_Requirements_
Retype the lines below exactly, everything from the line containing "The service SHOULD" down to the line containing "column 785, row 364", with both of those lines included.

Object pointing dataset rows:

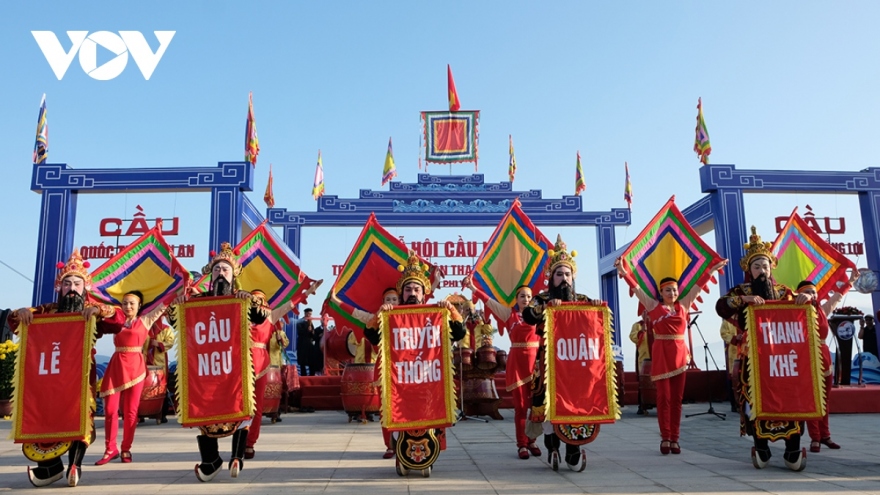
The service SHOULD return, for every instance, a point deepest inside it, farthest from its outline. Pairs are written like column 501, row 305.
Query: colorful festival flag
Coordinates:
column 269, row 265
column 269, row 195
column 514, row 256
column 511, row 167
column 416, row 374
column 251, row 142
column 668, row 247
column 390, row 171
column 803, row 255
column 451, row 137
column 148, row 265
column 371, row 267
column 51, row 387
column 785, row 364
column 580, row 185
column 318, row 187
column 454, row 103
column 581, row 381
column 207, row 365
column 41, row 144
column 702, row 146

---

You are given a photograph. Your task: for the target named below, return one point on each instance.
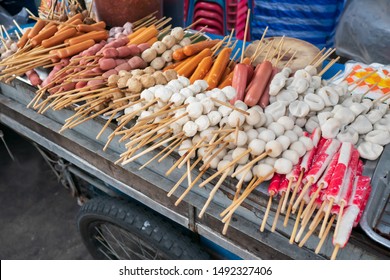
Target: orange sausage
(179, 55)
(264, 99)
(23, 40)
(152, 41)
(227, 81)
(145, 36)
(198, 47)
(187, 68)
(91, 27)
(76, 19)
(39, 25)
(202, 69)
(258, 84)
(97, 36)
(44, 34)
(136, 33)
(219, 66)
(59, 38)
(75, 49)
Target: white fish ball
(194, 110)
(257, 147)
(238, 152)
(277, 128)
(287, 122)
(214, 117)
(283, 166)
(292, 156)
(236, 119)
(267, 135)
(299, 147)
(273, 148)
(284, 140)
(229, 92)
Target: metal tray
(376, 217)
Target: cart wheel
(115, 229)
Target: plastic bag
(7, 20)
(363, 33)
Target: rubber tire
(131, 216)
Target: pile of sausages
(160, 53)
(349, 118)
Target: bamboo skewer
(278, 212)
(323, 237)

_Answer to the exercise_
The service SHOULD return, for every instance, a point deepest inside it, farthest from its outline. Pairs are written like column 501, row 305.
Query: colorful festival flag
Coordinates:
column 269, row 265
column 269, row 195
column 514, row 256
column 511, row 167
column 416, row 374
column 251, row 142
column 668, row 247
column 390, row 171
column 803, row 255
column 451, row 137
column 148, row 265
column 371, row 267
column 51, row 387
column 785, row 364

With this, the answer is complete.